>> Start DATA SUPPLIED
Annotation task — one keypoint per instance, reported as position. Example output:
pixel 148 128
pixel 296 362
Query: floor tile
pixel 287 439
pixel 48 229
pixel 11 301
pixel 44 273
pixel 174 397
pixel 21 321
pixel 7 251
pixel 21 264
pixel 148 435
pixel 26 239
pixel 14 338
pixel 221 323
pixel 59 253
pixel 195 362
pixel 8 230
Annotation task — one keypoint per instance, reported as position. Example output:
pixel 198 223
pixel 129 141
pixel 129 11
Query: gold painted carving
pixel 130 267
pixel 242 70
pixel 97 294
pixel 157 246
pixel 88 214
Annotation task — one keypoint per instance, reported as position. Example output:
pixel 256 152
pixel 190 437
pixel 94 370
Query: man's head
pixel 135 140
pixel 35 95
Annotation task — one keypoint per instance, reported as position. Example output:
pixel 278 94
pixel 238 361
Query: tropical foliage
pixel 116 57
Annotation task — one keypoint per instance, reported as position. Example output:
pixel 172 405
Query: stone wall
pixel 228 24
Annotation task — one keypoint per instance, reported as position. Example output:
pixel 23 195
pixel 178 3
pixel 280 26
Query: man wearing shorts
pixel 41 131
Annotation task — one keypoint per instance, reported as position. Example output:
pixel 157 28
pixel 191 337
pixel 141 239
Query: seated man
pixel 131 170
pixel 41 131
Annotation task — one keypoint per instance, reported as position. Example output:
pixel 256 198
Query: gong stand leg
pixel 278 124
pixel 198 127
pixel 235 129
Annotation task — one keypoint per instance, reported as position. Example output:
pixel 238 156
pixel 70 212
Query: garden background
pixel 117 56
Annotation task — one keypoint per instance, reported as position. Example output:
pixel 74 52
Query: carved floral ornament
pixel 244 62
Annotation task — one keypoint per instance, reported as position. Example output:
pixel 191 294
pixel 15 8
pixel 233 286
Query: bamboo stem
>> End DATA SUPPLIED
#### THE EXERCISE
Please pull out every line from the items above that contains the word "Query", and copy each of those lines in full.

#### ANSWER
Query: floor tile
Query: gold painted carving
Query: man's head
Query: tropical foliage
Query: stone wall
Query: man wearing shorts
Query: seated man
Query: gong stand leg
Query: garden background
Query: carved floral ornament
Query: bamboo stem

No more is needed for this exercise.